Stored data
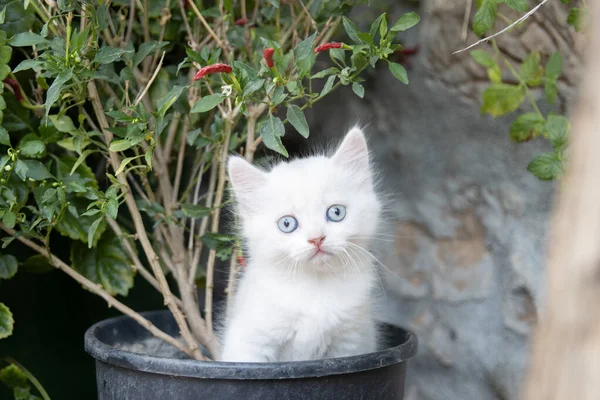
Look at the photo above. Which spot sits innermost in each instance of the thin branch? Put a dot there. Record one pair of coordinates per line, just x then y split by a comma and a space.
523, 18
154, 75
210, 267
97, 289
142, 234
466, 20
195, 200
138, 266
131, 19
212, 182
180, 158
171, 136
188, 28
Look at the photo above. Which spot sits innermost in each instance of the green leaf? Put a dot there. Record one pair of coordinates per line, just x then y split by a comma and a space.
551, 90
325, 72
296, 117
253, 86
4, 137
54, 91
78, 228
24, 39
338, 54
517, 5
558, 128
24, 393
9, 219
351, 30
304, 49
405, 22
5, 56
399, 72
6, 322
576, 18
120, 145
145, 50
554, 66
107, 264
328, 86
485, 17
33, 148
3, 14
495, 74
483, 58
17, 18
271, 132
546, 166
124, 164
215, 240
37, 264
526, 127
62, 123
36, 65
531, 71
358, 89
8, 266
112, 208
13, 376
501, 98
375, 26
33, 169
195, 211
207, 103
108, 54
93, 230
164, 103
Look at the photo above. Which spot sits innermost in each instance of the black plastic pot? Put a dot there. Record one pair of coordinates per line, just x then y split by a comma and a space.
124, 375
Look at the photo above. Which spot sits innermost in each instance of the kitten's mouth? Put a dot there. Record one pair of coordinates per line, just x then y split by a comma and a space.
320, 253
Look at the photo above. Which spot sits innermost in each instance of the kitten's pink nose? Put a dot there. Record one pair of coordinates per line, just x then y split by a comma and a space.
317, 242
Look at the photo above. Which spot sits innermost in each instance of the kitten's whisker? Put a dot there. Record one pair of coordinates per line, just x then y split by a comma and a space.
379, 281
373, 258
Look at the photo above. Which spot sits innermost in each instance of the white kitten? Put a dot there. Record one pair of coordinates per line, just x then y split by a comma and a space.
307, 290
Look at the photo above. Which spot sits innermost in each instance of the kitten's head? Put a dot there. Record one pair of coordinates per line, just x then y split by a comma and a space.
312, 212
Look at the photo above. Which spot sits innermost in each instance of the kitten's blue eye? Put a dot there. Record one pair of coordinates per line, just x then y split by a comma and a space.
336, 213
287, 224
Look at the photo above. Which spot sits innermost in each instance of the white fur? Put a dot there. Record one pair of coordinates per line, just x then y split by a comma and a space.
289, 307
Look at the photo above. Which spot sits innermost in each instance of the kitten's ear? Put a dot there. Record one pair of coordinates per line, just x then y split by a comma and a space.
353, 153
244, 178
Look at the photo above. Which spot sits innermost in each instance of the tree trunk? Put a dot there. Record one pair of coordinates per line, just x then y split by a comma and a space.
565, 363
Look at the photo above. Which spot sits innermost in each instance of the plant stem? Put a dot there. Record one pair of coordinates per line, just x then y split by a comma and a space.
210, 267
138, 266
212, 182
142, 234
210, 31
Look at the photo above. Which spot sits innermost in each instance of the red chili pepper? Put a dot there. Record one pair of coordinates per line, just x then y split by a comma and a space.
327, 46
212, 69
14, 85
268, 55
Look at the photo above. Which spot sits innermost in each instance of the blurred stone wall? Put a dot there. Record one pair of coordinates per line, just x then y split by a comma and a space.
466, 262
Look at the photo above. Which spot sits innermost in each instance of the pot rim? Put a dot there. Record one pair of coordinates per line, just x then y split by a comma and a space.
109, 354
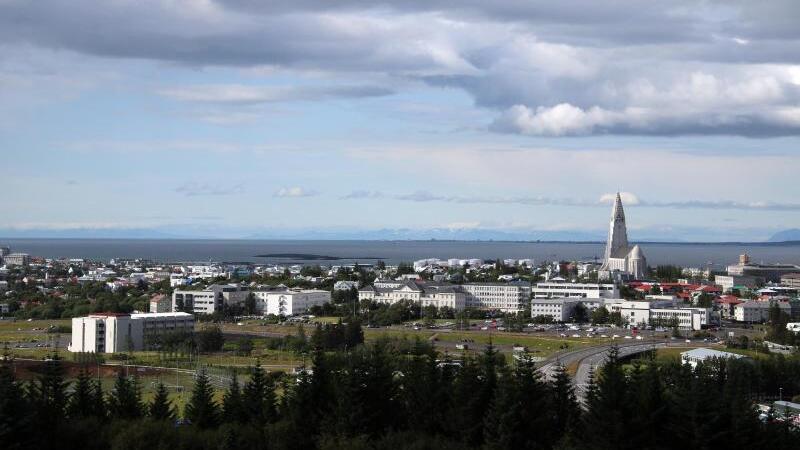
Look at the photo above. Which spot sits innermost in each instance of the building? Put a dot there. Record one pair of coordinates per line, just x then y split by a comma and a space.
766, 272
112, 332
727, 282
661, 313
791, 280
160, 303
757, 312
699, 355
558, 288
207, 301
558, 309
16, 259
506, 297
345, 285
619, 256
289, 302
426, 294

REQUIRED TASK: Reproduce the lines above verbatim, everything from the line containing "of the building?" down to the last line.

ANSWER BELOW:
Look at the photo above. Which spot sits innermost in each instance of the building? Put a dot there. Record one pair of coordinates per line, just x then y split by a comma and a space.
766, 272
112, 332
727, 282
661, 313
791, 280
160, 303
757, 312
699, 355
558, 288
207, 301
558, 309
16, 259
506, 297
345, 285
619, 256
289, 302
426, 294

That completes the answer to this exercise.